## Short task
Write out every one of the lines below, word for word, from the first to the last.

Point labels for objects
-.-.-

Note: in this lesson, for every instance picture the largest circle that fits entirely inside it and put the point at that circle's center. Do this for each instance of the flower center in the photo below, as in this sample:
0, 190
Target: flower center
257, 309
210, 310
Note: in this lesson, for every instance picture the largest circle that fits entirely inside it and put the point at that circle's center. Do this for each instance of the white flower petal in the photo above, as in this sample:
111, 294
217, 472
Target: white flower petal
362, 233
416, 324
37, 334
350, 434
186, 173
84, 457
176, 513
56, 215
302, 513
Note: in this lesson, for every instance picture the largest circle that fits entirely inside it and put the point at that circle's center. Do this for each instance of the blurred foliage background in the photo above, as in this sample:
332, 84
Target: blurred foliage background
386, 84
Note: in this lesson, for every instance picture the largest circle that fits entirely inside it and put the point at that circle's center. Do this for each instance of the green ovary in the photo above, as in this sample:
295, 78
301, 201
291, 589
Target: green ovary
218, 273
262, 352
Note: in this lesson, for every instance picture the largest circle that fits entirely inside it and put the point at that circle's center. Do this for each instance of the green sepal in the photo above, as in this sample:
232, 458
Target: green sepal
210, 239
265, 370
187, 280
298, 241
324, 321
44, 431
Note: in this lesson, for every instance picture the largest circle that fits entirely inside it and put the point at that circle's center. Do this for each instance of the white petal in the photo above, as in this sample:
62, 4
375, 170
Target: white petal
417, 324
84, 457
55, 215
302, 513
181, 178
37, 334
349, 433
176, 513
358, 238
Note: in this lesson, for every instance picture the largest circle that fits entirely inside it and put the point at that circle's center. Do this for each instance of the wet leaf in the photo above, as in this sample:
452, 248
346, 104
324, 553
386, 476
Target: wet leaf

-.-.-

## Result
Note: in this lesson, for every instance picture the largest circle that fits entirely inside it and put the point at that circle's center. Do this for each instance of the flower center in the photo below, as in this sample:
0, 190
Target: flower center
257, 309
210, 310
Note: in this lesson, for every instance picture the largest circle that fits entirely inside it and put the point at that circle's center. Do this for each instance of the white flower petal in the photo above, as in this sample:
111, 294
217, 472
Target: white flower petal
362, 233
416, 324
37, 334
350, 434
186, 173
84, 457
176, 513
56, 215
302, 513
Note: in this lesson, for every instance picture the largest circle that fits entirely inside it and put the point at that circle's center. Do this for each instance of the blurred foliage background in the photo above, as in this sample:
332, 84
Target: blurred foliage background
386, 84
Note: in this lesson, for every instance picture the largest circle that fits entirely inside it and put the point at that circle's center. Do this for each instance of the green ovary in the photo above, as in this sample:
295, 78
301, 201
291, 589
Target: green ovary
218, 273
262, 352
Note: in this lesson, for every instance picture the largest circle that fits entirely inside it and put the point at that circle's center. Do this for each instance of the green sepal in the photo above, as in this sample:
232, 458
Target: green sepal
210, 239
265, 370
187, 280
298, 241
324, 321
44, 431
Note: in this lesson, for every instance picture the largest circle that fits entirely inside it and put the point at that circle's center. Do this for each instance of the white petal in the photo above, as in this sample:
62, 4
375, 170
Target: white petal
417, 324
84, 457
55, 215
302, 513
181, 178
37, 334
349, 433
176, 513
358, 238
Note: in this lesson, for every instance picture the largest circle that fits entirely inside it and put the point at that circle's center. Do this for each instance of the wet leaf in the photo above, as in this sample:
452, 248
346, 104
324, 553
386, 476
Target: wet leaf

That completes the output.